■ Brano ■

Le galee romane e i corsari della Guerra di Successione Spagnola

Nel 1707, mentre infuriava la guerra tra Borbone e Asburgo, una peste colpì le coste nordafricane fermando le scorrerie dei corsari barbareschi. Furono allora le potenze rivali nella Guerra di Successione Spagnola a scatenare la guerra di corsa, rilasciando patenti ai navigli delle città isolane e portuali. Ciò creò non pochi problemi all’approvvigionamento di Roma.
Tre grosse feluche provenienti dall’isola di Lipari furono acciuffate dalle galee romane capeggiate dall’anconetano Francesco Maria Ferreti. Il tribunale di Civitavecchia decretò il sequestro dei legni, ma anche il congedo dell’equipaggio. Poco dopo altri quattro feluconi usciti in mare per prestar soccorso ai compagni che non erano rientrati, furono fermati dall’ascolano Rodolfo Malaspina e conobbero la stessa sorte delle altre navi liparesi.

Diversamente si comportò il Malaspina con un grosso pinco marsigliese di venti cannoni e centoventi uomini presentatosi nelle acque di Santamarinella. Scrive il Guglielmotti che il capitano pontificio, uscito in mare con la galea San Benedetto, “parlamentò col capitano, espose le ragioni e gli esempi, e lo indusse ad allontanarsi, facendo il suo saluto di sette colpi di cannone, e contentandosi di quattro per risposta”.

■ Dati forniti ■
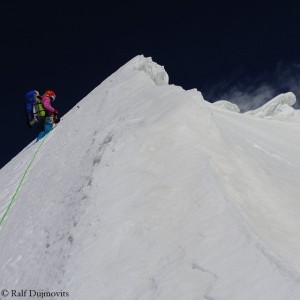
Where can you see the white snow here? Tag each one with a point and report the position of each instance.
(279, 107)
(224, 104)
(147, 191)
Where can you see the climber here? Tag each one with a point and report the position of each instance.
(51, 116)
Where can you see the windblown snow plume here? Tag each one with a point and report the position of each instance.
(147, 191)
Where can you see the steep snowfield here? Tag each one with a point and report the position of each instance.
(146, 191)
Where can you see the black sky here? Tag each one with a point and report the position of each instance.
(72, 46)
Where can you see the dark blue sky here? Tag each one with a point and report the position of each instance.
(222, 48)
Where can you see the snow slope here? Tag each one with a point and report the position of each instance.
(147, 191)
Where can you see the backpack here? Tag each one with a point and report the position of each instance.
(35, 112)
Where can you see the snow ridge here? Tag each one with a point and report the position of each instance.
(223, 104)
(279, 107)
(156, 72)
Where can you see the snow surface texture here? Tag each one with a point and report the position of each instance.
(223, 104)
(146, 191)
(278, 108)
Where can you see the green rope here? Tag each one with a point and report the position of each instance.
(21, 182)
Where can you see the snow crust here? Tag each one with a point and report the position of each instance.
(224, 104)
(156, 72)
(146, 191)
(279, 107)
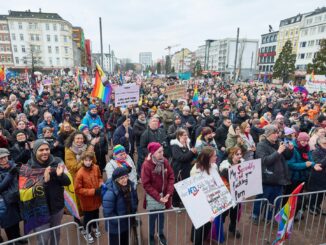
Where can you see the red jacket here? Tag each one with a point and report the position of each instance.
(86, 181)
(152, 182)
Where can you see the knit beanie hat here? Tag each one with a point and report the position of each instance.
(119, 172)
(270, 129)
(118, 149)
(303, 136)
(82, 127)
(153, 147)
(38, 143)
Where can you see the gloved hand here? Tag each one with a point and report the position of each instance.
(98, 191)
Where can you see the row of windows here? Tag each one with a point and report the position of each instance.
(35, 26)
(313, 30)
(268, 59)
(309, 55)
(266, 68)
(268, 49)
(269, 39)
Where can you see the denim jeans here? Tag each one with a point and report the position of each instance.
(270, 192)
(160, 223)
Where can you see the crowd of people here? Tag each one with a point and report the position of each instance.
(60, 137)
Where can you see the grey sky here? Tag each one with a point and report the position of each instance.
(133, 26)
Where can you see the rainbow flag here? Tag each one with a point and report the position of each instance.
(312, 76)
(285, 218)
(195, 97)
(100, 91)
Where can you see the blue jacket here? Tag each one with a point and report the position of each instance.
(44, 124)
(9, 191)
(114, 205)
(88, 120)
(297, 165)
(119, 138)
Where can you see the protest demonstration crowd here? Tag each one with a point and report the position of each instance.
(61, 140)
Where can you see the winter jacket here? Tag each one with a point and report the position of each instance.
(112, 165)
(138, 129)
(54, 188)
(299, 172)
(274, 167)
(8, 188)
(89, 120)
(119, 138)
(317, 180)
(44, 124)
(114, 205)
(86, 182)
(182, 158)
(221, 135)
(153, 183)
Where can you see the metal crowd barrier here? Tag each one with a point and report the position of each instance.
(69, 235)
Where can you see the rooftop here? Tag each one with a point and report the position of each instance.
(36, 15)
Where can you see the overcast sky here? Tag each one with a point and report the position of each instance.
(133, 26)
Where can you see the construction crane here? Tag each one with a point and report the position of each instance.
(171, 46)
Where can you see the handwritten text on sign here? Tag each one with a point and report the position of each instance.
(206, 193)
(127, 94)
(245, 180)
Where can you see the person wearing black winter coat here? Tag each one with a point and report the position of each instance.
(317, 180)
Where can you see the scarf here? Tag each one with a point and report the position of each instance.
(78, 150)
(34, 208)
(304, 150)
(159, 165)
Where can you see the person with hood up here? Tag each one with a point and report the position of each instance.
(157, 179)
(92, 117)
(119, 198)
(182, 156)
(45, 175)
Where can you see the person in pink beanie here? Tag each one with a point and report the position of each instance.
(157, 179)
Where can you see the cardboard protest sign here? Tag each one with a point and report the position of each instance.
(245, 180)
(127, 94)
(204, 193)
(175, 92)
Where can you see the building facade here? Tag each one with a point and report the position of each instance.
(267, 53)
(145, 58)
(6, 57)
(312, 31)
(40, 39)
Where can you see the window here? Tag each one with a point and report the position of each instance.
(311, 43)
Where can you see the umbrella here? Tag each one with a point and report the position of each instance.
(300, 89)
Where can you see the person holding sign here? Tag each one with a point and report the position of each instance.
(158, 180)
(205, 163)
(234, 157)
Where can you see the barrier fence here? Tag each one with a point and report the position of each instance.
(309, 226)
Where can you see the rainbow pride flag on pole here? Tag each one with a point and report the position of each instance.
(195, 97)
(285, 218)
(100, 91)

* * *

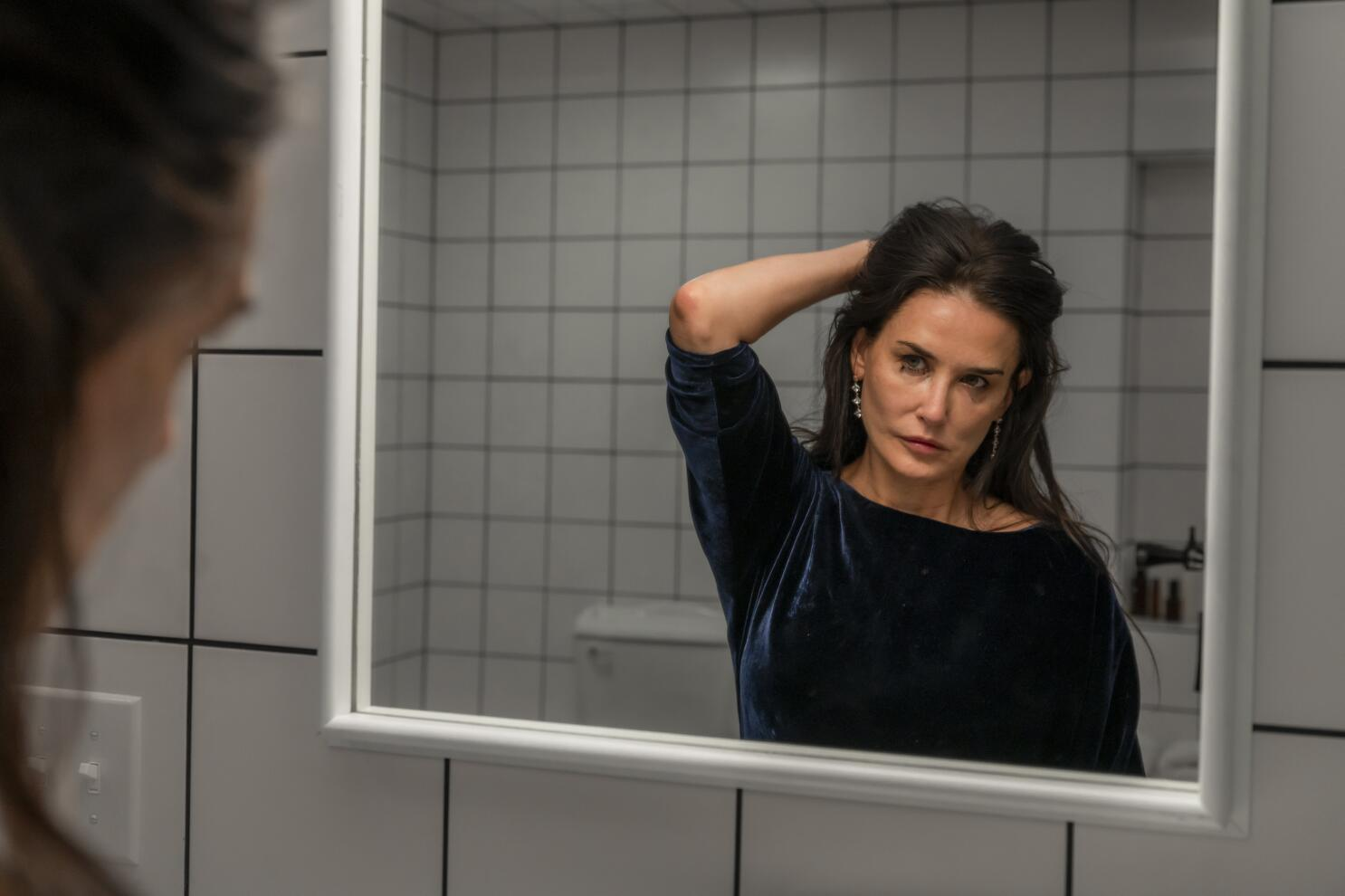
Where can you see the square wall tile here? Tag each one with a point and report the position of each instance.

■ Istruzioni ■
**a)** Elenca tutte le persone chiamate per nome nel brano sulle galee romane e i corsari.
**b)** Prosegui il brano sulle galee romane e i corsari a partire dall'ultima frase riportata.

■ Esiti dei compiti ■
**a)** Francesco Maria Ferreti, Rodolfo Malaspina, Guglielmotti

**b)**
Una politica di due pesi e due misure che ben evidenziava le condizioni della marina papalina. Le piccole imbarcazioni conobbero tutte le cattura, il sequestro e il congedo degli equipaggi, le più grandi, che troppo impegno e rischio sarebbero costati, furono sempre raggiunti da una galera romana ed esortate ad allontanarsi dopo aver salutato lo stendardo pontificio.

Nonostante questo le navi romane dettero anche prove di grande valore. Nel 1709, quando il duca di Uceda, ambasciatore spagnolo presso la corte pontificia, riparò con le sue navi a Portoferraio, durante una tempesta, si ritrovò con la capitana con l’albero distrutto, bloccato in quel porto dai corsari di Flessinga. Gli olandesi volevano catturarlo, ma furono le galee romane a far saltare i loro piani: salpata da Livorno la Padrona, con un albero di ricambio, due pezzi d’antenna e parecchi remi, riuscì a rompere il blocco olandese e a liberare l’Uceda, accompagnandolo poi sino a Marsiglia.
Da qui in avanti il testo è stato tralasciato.